## Activity
Once the line containing "Target = small front caster wheel" is found in the records below, return it and each following line exactly, up to and including the line containing "Target = potted plant", and nothing else.
↓↓↓
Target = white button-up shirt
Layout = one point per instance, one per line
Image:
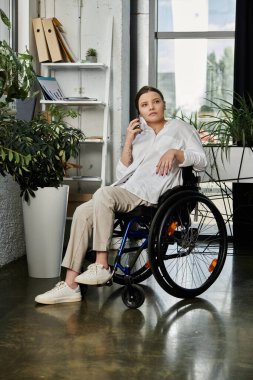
(140, 177)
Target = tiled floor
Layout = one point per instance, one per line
(208, 338)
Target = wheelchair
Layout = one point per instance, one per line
(182, 242)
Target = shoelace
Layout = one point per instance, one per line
(59, 285)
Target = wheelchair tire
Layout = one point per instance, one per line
(133, 296)
(187, 244)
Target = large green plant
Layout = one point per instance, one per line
(233, 122)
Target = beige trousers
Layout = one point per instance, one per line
(93, 221)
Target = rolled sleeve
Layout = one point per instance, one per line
(120, 170)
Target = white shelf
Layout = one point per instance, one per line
(74, 66)
(92, 141)
(74, 102)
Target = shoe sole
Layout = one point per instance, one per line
(61, 300)
(88, 282)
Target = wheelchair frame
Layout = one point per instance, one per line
(184, 262)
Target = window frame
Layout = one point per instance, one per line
(153, 48)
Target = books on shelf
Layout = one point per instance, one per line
(50, 41)
(52, 91)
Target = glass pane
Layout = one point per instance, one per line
(191, 71)
(4, 32)
(196, 15)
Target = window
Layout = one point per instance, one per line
(195, 52)
(9, 7)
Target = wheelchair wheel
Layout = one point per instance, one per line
(134, 257)
(187, 245)
(133, 296)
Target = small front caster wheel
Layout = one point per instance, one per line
(133, 296)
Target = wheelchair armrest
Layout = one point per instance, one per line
(189, 178)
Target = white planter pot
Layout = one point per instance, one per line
(44, 222)
(236, 167)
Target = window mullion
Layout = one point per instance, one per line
(195, 35)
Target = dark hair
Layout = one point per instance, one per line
(144, 90)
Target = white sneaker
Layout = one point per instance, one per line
(60, 293)
(95, 274)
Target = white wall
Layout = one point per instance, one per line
(85, 27)
(12, 243)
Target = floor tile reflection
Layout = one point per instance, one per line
(99, 338)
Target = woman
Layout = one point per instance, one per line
(150, 162)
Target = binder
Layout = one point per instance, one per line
(52, 41)
(40, 39)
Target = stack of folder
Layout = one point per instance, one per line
(50, 42)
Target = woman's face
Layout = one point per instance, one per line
(151, 107)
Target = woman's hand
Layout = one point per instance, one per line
(133, 130)
(166, 161)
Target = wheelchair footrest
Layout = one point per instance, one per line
(108, 283)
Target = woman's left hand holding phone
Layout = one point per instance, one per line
(133, 129)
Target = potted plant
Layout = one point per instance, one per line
(233, 122)
(35, 154)
(91, 55)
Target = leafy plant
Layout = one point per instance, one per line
(34, 153)
(233, 123)
(45, 146)
(17, 75)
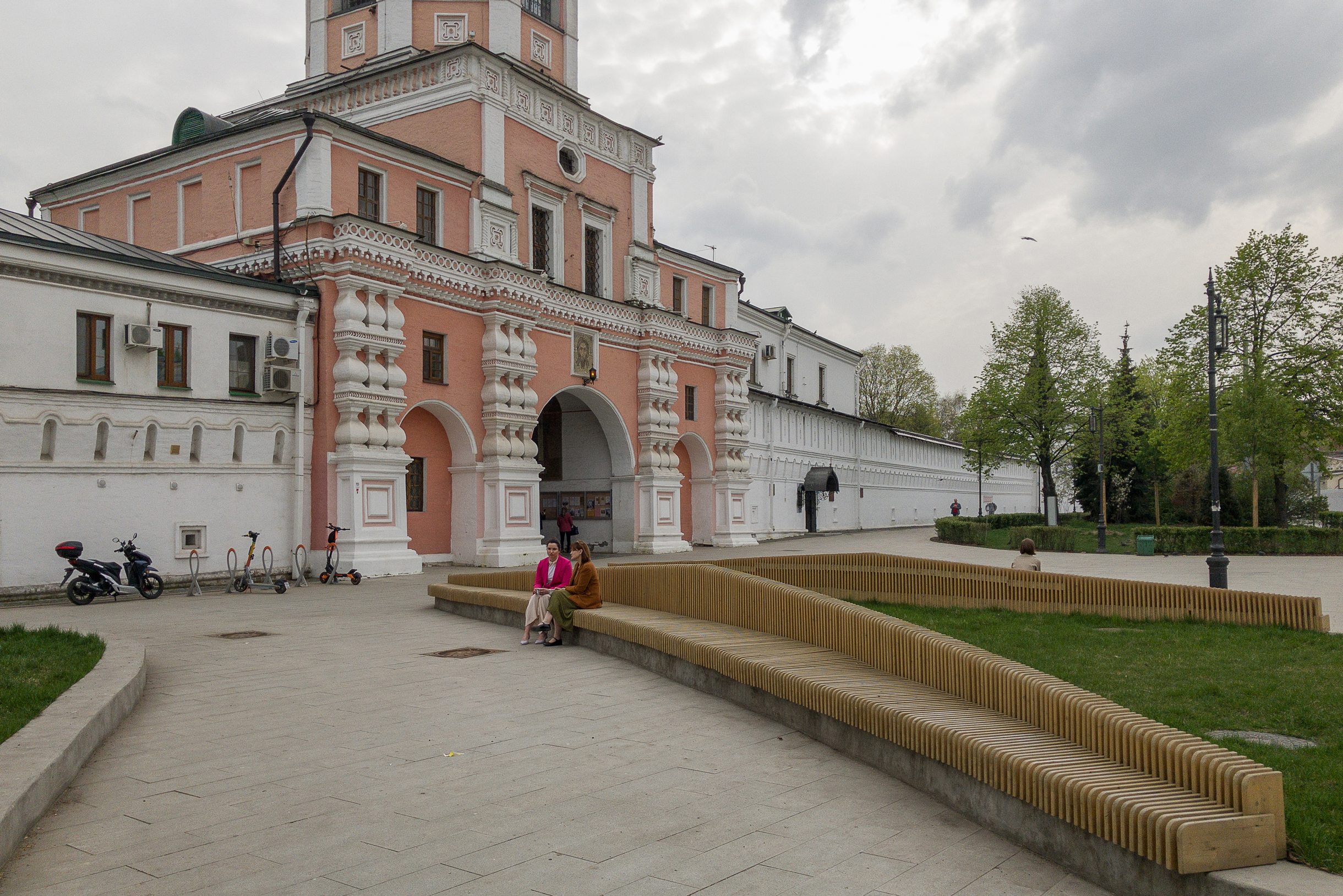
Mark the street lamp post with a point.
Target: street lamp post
(1098, 425)
(1217, 339)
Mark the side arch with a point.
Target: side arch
(465, 493)
(696, 465)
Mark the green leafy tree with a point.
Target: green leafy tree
(895, 389)
(1133, 462)
(1044, 373)
(1281, 376)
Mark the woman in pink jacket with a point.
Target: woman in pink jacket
(551, 574)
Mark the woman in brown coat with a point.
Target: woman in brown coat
(583, 593)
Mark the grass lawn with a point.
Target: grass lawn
(37, 666)
(1198, 678)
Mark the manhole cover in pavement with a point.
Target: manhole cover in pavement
(462, 653)
(1263, 738)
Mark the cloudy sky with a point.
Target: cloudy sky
(872, 164)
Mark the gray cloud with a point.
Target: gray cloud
(1169, 108)
(814, 28)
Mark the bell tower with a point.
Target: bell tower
(348, 34)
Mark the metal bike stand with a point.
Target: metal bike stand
(194, 565)
(297, 572)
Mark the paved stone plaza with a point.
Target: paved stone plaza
(334, 757)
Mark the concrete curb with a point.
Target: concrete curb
(1100, 861)
(41, 760)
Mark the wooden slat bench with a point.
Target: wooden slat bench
(942, 583)
(1166, 796)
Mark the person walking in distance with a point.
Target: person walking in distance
(566, 528)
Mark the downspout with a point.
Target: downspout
(305, 307)
(309, 120)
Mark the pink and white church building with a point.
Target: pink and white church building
(496, 332)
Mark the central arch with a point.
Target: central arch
(588, 464)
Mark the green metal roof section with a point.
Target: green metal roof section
(193, 123)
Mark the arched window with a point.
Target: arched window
(49, 441)
(100, 446)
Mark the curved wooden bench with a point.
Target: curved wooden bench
(942, 583)
(1170, 797)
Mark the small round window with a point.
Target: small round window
(571, 162)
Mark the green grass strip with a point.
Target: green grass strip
(1198, 678)
(38, 665)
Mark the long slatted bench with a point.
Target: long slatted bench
(1166, 796)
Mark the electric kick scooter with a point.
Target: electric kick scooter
(334, 561)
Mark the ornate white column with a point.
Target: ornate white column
(512, 529)
(658, 480)
(368, 461)
(733, 469)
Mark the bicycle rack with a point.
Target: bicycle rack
(297, 574)
(194, 565)
(231, 562)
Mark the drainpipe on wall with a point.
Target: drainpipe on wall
(309, 120)
(305, 307)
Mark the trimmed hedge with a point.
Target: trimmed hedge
(962, 531)
(1058, 538)
(1298, 539)
(1012, 520)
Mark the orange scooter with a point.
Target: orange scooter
(330, 574)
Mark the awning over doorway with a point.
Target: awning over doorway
(821, 479)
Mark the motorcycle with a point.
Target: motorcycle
(102, 578)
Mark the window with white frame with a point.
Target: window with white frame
(597, 255)
(545, 226)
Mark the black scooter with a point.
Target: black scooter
(101, 578)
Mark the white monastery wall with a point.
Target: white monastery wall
(90, 461)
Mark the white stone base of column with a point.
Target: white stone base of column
(660, 515)
(730, 516)
(512, 507)
(371, 503)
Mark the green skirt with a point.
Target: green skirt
(563, 609)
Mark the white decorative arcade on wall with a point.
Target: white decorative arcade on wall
(733, 480)
(658, 479)
(368, 465)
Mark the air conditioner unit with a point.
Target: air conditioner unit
(144, 336)
(281, 379)
(281, 348)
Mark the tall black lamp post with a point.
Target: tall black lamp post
(1098, 424)
(1217, 339)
↑↑↑
## Output for this exercise
Target = small front caster wheel
Layout = one point per instance, one per line
(133, 296)
Target = wheelchair armrest
Layout = one point per instance, one per line
(189, 178)
Target = white planter pot
Layout = one point per instance, one per line
(44, 222)
(236, 167)
Target = window mullion
Layout = one point per instance, one per line
(195, 35)
Target = dark hair
Layout = one point per instance, one per line
(144, 90)
Target = white sneaker
Layout = one point per instance, one per line
(60, 293)
(95, 274)
Target = white wall
Layout = one point per instance, one per line
(85, 27)
(12, 243)
Target = floor tile reflection
Layout = one point per instance, one per line
(99, 338)
Target = woman
Layout = one point per instance, one per line
(150, 162)
Target = binder
Layout = one point per instance, one per line
(52, 41)
(40, 39)
Target = stack of folder
Layout = one point per instance, one per line
(50, 42)
Target = woman's face
Layout = one point per instance, one per line
(151, 107)
Target = woman's hand
Layout = one point per instance, one per line
(133, 130)
(166, 161)
Target = wheelchair footrest
Layout = one point per instance, one per line
(108, 283)
Target = woman's left hand holding phone
Layout = one point per instance, one per line
(133, 129)
Target = potted plant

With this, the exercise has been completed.